→ PASSAGE FOR REVIEW:
By utilizing only pipes and sewers to handle stormwater, however, we ignore a powerful at-source tool: nature. There are numerous advantages to adopting GI, including efficiency and affordability; likewise, by recognizing water as a useful, precious resource, we can repurpose it for on-location benefits (such as irrigation and biodiversity support).

This green strategy is becoming increasingly common as municipal planners and landscape architects embrace natural solutions, working with the environment rather than against it and in turn creating a more sustainable ecosystem.

But how do you fit everything in your design plans?

Dublin, California, utilized Silva Cells throughout the Boulevard community as an underground LID stormwater treatment tool.

Creative Green Infrastructure: The Best of Both Worlds

“Project designs, especially in urban areas, seldom prioritize landscape spaces when divvying up real estate. Functions such as buildings, roads, and parking lots typically get first (and even final) consideration when competing with uses such as landscaping and parks. Successful implementation of green infrastructure (Landscape Stormwater Management) relies on the designer’s ability to find utility in spaces remaining or created, and in finding opportunities for dual-use shared services.”

– Thomas W. Liptan, Sustainable Stormwater Management

One of the primary challenges for landscape architects and municipal planners who choose to adopt GI is how to solve the design puzzle — with numerous interests competing for the same finite space, how does the built environment get divvied up?

The Phibbs Exchange project in North Vancouver is a great example of this difficulty. One of the busiest transit hubs in the region, Phibbs underwent an extensive redevelopment project in the last few years. In addition to increasing commuter accessibility and safety at the station, GI was an important priority of the project from the outset: the city wanted to treat stormwater on-location using LID features — originally specified as raingardens.

The problem was bringing this vision to reality.

The team realized fairly quickly that the logistics didn’t add up: creating more space for commuters was in conflict with having large open areas for bioswales. Passengers couldn’t exit the bus into a raingarden. Simply stated, there wasn’t enough space to execute the original design plans.

This type of project roadblock is not uncommon — and it serves as one of the chief barriers to entry for incorporating green infrastructure design features (GI’s often prohibitive real-estate requirements). So, how was the Phibbs problem solved? By utilizing innovative GI solutions, in this case the Silva Cell.

The system is serving as an underground LID bioretention tool, slowing and managing stormwater at its source. By utilizing this strategy, the city achieved its stormwater goals while simultaneously building large, safe passenger platforms. The Silva Cells’ multifunctionality was also useful: it’s simultaneously providing enough lightly compacted soil volume for 17 new trees.

As noted by Nastaran Moradinejad, principal at PFS Studio:

“The Phibbs Exchange renewal project [originally included] sizable raingardens, [but] we realized that we did not have access to as much space for these raingardens are originally anticipated. The rainwater management targets, however, were not abandoned. The use of underground rainwater management infrastructure, such as Silva Cells, allowed us to achieve these ambitious targets with a much larger paved surface.”

Silva Cells have a track record of solving this type of impasse (including a similar application throughout the Boulevard community in Dublin, California). This creativity allows for the best of both worlds: nature-based LID features and a maximization of buildable real estate. As cited in an article by Janice Cessna, “Placing stormwater management underground frees up space for higher value land uses and greater return on investment.”

→ WHAT THE TASK ASKS:
Answer these from the passage on green infrastructure:
(a) In what city is the Phibbs Exchange project located?
(b) How many new trees receive soil volume from the Silva Cells at Phibbs?
(c) Which community in Dublin, California, used Silva Cells for stormwater treatment?

→ RECORDED INFORMATION:
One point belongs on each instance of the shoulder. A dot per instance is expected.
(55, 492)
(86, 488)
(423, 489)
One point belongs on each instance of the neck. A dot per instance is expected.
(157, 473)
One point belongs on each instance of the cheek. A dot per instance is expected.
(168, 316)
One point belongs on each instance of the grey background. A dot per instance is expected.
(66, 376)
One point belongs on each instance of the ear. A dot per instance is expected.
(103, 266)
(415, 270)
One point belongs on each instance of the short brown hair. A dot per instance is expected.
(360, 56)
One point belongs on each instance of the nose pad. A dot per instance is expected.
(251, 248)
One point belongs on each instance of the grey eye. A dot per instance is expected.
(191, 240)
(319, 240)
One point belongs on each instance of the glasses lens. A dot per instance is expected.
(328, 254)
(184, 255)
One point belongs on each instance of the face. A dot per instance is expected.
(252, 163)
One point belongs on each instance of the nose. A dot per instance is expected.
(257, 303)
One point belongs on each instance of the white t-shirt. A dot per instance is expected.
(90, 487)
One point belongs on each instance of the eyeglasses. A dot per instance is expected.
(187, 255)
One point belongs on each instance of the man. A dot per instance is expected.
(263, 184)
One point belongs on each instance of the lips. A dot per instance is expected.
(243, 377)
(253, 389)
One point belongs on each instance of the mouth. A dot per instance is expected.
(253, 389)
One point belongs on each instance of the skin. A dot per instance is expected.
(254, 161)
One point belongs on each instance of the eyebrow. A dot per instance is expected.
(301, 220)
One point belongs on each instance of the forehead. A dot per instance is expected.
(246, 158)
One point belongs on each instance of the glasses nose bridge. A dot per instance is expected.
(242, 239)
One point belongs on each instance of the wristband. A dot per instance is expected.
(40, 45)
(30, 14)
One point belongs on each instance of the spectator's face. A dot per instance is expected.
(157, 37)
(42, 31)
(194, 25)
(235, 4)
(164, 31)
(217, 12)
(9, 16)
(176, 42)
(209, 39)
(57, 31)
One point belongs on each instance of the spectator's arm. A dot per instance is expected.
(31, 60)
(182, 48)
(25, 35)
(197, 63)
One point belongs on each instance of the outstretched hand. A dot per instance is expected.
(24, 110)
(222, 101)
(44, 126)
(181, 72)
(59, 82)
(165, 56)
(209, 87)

→ ANSWER SECTION:
(a) North Vancouver
(b) 17
(c) The Boulevard community